DOCUMENT PASSAGE ▸
============

Presidential Candidate Ron Paul has given several rousing speeches in opposition to Real ID,
HERE and HERE.


And of course, there were a few naysayers. While Senator Con Bunde (R-Anchorage Hillside), who occasionally supports intrusive legislation, acknowledged that Real ID does have deficiencies, he also played the 9-11 card as do so many swept up in the Homeland Security Cult by claiming that it's a different world because of 9-11. [Ed. Note: Different world, same old Constitution.]

But another issue Senator Wielechowski did not address is that it may be difficult for some American citizens to submit the necessary qualifying documentation to obtain Real ID credentials. Some, like Alaska author Heather Lende, may have been lazy and forgotten to formally record name changes. But others may not necessarily have the supporting documentation in their possession. Are we to disenfranchise such American citizens merely because they don't have the "right" documentation? That's where yet another Catch-22 situation emerges.

To learn more about how the Department of Homeland Security plans to implement Real ID, Click HERE to view the entire 162-page document in PDF format (scroll down to pages 32-56 to view core requirements and definitions).

============

DATA SECTION ▸
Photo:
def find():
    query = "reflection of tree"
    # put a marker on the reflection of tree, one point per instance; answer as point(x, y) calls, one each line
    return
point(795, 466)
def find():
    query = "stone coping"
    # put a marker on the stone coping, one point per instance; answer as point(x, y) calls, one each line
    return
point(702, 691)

============

REQUIREMENT ▸ Pick up the commentary on Real ID after its final sentence and keep writing it.

THE ANSWER ▸
The Alaska Libertarian Party has opposed Real ID from its very outset. They have a dedicated Real ID page, and also direct people to the Alaskans Against Real ID website. An excellent national website is RealNightmare.org

The Anchorage Daily News has also expressed editorial misgivings about Real ID in the past, documented HERE and HERE. The unanswered questions about Real ID make its implementation problematic. Suggest all Alaskans contact their lawmakers to express support for SB202. Click HERE to identify your lawmaker and get contact instructions.

1 comment:

  1. Oh yes Real ID for Humans and The National Animal Identification for Animals.. It is now apparent that all humans and animals will be Identified. Both programs run neck and neck to the similar standards.

    Section 202 of Real ID then requires that all ID's have "common machine-readable technology." Included in the required "minimum data elements" are biometric information. There have been official discussions about including DNA, retinal scans and other personal information.

    And this is what it states in the USDA NAIS Draft Plan on pg 15:

    The integration of animal identification technology standards (electronic identification, retinal scan, DNA, etc.) will be determined by industry to ensure the most practical options are implemented, and that new ones can easily be incorporated into the NAIS.

    Even the databases that you mention on Real ID, NAIS will be also be open to other states.